Texte proposé »

Si on m’avait dit que je deviendrai fan d’un livre spirituel écrit par un prêtre jésuite indien, je ne l’aurais pas cru. Et pourtant… Avec « Quand la conscience s’éveille » (paru en 2002), Anthony de Mello nous propose un livre qui réveille, qui interroge sur nos comportements et qui explique pourquoi les gens ont l’air aussi malheureux. Ils donnent des pistes pour nous libérer de nos croyances, pour arrêter de donner des étiquettes, pour se développer, pour se libérer et pour amorcer un véritable changement intérieur. Il nous donne les moyens de nous retrouver, de nous remettre sur le droit chemin et de vivre un détachement véritable.
Je pensais qu’il me serait difficile d’accrocher aux arguments de ce livre car il y est aussi question de religion, de Jésus, de christianisme. Mais paradoxalement, tout en n’étant pas croyant, Anthony de Mello m’a fait prendre conscience de beaucoup de choses et a totalement remis en question certaines de mes pensées… et de me croyances.
Il propose une philosophie de vie qui semble très efficace pour nous guérir des problèmes de nos sociétés modernes trop axées sur la consommation, l’aliénation, le succès, le profit, la compétition, la rumination. Il considère que nous sommes tous endormis par un poison qui a pénétré nos cerveaux mais qu’il suffit simplement de se réveiller pour retrouver un bonheur perdu. Nous devons cesser d’avoir peur. Il nous propose aussi de retrouver nos sens, de profiter de l’instant présent.
« Pensez à ces gens qui consacrent beaucoup de temps à préparer leurs vacances. Ils ont passé des mois à les organiser, et lorsqu’ils arrivent sur les lieux, ils paniquent à propos des réservations pour leurs billets de retour. Mais ils font quand même des photos, qu’ils aligneront dans un album et qu’ils vous montreront un jour, des photos d’endroits qu’ils n’ont pas vus, d’endroits qu’ils se sont contentés de photographier ».
Anthony de Mello. Extrait du livre « Quand la conscience s’éveille »
Ne plus être dépendant des autres
L’auteur nous exhorte également à ne plus être dépendant des autres, ne plus vivre sur leurs croyances (famille, amis) et de ne pas considérer des choses importantes juste parce que quelqu’un d’autre l’a décrété. Nous devons arrêter de vouloir l’approbation des autres pour nous sentir bien tout comme nous ne devons plus nous sentir mal à l’aise face aux critiques. Il est temps d’arrêter de désirer ce qu’on n’a pas ou d’avoir peur de perdre ce qu’on a. Cela détraque notre cerveau.

Exercices »
1) D'après le texte sur « Quand la conscience s'éveille », en quelle année ce livre est-il paru ?
2) Dans le texte sur « Quand la conscience s'éveille », transformez en liste le paragraphe qui commence par « L'auteur nous exhorte également », sans perdre ses idées principales.
3) Recopiez tel quel, dans le texte sur « Quand la conscience s'éveille », tout ce qui va de « Si on m’avait » jusqu'à « un détachement véritable. ».
Le matériel n'intervient pas dans ce travail.

Données enregistrées »
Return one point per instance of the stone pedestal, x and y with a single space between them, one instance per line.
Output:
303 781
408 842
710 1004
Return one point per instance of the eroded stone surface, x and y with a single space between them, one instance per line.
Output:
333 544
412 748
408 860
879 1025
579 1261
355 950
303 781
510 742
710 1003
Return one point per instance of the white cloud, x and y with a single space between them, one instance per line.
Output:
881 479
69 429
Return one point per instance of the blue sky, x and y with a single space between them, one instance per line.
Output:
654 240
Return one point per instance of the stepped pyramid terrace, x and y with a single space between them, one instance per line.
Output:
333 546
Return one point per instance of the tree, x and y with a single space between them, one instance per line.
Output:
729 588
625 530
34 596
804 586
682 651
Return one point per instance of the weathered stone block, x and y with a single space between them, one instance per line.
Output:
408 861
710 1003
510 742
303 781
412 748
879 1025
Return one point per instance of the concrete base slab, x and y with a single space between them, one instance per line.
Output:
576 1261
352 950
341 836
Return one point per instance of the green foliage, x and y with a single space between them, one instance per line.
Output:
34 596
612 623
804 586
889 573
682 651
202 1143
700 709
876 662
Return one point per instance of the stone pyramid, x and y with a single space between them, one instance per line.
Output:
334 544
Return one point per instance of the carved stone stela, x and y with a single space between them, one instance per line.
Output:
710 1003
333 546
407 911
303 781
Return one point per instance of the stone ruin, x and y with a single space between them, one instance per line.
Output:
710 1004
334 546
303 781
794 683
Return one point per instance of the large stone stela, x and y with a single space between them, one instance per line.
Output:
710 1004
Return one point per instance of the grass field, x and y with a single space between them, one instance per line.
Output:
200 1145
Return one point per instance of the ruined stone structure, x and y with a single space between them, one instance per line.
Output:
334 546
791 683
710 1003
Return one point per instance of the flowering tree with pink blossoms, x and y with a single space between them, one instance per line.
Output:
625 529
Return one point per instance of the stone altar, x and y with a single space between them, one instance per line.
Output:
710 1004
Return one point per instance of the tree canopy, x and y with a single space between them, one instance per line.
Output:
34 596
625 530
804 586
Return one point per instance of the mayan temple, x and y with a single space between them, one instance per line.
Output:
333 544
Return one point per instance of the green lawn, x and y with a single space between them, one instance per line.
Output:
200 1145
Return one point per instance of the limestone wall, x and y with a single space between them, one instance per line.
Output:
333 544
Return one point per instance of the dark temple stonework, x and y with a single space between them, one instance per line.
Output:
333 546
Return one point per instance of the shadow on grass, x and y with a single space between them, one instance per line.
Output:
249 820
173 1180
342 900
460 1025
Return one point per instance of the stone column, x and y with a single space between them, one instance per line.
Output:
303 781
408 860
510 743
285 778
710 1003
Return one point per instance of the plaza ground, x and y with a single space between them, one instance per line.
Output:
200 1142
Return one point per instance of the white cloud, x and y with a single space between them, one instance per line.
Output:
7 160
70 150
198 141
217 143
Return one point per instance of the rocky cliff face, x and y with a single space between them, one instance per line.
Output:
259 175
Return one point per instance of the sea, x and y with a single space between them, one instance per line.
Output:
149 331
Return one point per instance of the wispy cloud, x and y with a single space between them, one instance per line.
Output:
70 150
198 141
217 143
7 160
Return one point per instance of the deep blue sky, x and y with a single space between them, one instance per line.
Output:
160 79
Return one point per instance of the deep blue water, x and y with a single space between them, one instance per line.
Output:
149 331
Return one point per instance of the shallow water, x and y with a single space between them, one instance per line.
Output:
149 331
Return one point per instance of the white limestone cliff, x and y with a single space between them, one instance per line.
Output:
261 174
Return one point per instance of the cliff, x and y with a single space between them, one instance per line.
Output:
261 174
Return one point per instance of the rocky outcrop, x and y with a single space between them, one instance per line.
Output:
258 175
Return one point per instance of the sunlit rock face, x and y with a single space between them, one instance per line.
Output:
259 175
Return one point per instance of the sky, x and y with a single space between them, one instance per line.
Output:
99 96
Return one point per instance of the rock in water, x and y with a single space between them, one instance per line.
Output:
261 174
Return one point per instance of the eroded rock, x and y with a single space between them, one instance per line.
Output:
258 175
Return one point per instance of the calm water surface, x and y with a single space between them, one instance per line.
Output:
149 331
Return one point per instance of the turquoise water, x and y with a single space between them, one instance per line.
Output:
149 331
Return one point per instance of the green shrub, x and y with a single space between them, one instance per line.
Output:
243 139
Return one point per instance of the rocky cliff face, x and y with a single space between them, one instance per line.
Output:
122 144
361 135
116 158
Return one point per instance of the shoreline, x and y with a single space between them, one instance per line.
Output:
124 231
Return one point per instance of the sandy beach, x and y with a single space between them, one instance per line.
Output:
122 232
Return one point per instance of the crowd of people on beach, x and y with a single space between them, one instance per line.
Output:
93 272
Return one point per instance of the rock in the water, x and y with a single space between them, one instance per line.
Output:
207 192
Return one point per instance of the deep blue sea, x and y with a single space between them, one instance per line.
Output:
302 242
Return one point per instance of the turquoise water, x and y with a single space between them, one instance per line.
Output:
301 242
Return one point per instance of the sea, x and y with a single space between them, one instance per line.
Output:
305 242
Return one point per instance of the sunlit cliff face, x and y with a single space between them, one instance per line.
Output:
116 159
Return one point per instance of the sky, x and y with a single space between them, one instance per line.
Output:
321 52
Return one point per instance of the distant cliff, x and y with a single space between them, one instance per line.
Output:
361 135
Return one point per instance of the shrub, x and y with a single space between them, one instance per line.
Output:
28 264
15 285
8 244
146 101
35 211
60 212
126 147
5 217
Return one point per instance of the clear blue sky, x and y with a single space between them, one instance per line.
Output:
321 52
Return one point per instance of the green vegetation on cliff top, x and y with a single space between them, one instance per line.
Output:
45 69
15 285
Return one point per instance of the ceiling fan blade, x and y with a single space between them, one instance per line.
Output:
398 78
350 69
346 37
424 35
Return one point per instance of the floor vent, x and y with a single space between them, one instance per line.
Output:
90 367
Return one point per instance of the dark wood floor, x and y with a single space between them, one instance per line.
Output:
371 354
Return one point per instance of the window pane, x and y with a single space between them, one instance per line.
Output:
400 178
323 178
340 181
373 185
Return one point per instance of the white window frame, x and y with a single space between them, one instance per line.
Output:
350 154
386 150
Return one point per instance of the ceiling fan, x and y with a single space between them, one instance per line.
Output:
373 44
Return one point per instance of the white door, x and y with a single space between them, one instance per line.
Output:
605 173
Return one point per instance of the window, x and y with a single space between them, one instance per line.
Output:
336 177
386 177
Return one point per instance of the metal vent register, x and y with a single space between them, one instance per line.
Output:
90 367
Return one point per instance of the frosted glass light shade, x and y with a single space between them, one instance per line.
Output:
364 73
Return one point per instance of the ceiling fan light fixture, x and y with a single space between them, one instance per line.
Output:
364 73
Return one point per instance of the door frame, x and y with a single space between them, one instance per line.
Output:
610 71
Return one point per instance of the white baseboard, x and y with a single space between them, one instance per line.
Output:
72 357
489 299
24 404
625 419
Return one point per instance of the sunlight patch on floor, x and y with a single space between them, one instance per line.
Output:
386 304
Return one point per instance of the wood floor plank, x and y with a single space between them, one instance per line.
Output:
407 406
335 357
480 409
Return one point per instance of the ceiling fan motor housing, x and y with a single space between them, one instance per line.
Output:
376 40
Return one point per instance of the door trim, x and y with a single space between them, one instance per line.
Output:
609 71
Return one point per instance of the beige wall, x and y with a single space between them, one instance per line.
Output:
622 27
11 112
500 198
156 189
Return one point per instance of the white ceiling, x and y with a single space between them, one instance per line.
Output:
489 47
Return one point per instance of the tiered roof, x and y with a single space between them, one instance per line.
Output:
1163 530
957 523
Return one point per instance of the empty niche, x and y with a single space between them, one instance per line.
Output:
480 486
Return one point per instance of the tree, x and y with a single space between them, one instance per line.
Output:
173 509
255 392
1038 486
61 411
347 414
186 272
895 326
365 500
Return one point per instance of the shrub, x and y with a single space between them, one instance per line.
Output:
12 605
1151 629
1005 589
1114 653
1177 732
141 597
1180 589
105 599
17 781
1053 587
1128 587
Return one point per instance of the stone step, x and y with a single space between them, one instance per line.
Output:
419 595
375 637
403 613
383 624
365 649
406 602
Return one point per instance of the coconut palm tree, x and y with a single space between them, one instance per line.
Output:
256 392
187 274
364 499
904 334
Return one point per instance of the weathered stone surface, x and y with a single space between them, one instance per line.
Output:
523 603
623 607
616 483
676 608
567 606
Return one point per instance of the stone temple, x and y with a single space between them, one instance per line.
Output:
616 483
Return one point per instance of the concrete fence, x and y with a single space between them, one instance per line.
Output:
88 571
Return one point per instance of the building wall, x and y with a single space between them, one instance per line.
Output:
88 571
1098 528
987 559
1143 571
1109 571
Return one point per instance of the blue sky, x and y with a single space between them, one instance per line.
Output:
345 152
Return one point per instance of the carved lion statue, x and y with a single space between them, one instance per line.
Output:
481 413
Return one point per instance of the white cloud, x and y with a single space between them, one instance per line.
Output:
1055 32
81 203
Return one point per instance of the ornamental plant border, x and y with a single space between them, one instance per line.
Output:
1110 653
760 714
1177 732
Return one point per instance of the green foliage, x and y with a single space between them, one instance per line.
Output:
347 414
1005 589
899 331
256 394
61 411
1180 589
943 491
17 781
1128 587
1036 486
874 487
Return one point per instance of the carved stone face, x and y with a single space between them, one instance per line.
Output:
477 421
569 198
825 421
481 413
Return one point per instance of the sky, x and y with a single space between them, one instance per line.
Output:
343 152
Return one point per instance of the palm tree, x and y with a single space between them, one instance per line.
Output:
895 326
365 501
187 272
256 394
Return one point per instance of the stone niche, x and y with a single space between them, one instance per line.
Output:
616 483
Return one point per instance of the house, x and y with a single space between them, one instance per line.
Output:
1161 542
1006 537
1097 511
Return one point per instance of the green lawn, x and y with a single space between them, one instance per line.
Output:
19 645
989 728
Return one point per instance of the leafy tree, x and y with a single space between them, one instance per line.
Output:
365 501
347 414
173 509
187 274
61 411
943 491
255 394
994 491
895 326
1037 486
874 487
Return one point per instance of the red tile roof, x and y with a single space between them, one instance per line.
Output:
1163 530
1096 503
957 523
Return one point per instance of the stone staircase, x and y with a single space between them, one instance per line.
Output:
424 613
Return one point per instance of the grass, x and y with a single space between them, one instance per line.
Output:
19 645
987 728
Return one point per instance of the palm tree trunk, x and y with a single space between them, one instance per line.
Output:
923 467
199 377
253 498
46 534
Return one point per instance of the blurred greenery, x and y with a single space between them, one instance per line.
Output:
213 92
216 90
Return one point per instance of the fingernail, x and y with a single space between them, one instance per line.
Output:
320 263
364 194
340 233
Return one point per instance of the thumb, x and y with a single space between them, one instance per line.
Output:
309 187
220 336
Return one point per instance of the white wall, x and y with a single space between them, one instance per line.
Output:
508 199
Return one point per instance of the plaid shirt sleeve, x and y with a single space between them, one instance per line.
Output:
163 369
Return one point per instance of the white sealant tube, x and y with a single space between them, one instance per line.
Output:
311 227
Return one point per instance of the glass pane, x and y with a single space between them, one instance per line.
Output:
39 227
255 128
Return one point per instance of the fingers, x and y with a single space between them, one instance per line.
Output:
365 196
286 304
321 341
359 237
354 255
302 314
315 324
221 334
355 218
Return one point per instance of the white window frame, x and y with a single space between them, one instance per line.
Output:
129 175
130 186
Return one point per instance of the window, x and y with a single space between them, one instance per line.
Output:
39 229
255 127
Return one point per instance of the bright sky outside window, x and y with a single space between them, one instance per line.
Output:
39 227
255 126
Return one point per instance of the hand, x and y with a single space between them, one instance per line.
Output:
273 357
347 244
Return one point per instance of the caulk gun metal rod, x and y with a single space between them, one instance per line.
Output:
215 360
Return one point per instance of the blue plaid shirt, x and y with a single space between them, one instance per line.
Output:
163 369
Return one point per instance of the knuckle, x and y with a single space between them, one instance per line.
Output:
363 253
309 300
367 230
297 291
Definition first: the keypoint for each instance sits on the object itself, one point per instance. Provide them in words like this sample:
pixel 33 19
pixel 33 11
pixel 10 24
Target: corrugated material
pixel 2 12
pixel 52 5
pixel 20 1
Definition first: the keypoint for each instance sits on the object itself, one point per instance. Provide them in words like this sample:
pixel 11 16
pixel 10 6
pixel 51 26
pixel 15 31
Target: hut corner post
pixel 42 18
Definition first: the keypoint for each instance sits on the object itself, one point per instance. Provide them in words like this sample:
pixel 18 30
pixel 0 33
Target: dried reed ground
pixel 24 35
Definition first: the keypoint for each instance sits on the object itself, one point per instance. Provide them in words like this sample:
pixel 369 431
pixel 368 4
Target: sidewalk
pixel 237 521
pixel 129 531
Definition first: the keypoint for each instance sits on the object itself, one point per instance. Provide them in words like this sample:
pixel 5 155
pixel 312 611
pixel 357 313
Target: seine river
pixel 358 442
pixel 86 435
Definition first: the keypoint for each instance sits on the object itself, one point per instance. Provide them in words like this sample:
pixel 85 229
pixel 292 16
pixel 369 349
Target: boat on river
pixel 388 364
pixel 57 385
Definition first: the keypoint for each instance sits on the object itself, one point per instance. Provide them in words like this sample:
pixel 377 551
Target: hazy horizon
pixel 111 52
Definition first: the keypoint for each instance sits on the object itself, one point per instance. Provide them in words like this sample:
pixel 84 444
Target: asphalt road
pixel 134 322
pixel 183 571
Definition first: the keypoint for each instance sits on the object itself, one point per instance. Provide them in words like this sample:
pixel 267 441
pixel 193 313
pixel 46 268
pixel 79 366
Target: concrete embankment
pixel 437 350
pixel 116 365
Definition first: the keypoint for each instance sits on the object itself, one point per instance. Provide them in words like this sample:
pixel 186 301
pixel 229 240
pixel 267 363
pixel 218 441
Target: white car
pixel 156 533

Corrigé »
1) Il est paru en 2002.

2)
- Ne plus dépendre des autres ni vivre sur leurs croyances (famille, amis).
- Ne pas juger une chose importante juste parce que quelqu'un d'autre l'a décrété.
- Cesser de chercher l'approbation des autres pour se sentir bien.
- Ne plus se sentir mal à l'aise face aux critiques.
- Arrêter de désirer ce qu'on n'a pas ou d'avoir peur de perdre ce qu'on a, car cela détraque notre cerveau.

3)
Si on m’avait dit que je deviendrai fan d’un livre spirituel écrit par un prêtre jésuite indien, je ne l’aurais pas cru. Et pourtant… Avec « Quand la conscience s’éveille » (paru en 2002), Anthony de Mello nous propose un livre qui réveille, qui interroge sur nos comportements et qui explique pourquoi les gens ont l’air aussi malheureux. Ils donnent des pistes pour nous libérer de nos croyances, pour arrêter de donner des étiquettes, pour se développer, pour se libérer et pour amorcer un véritable changement intérieur. Il nous donne les moyens de nous retrouver, de nous remettre sur le droit chemin et de vivre un détachement véritable.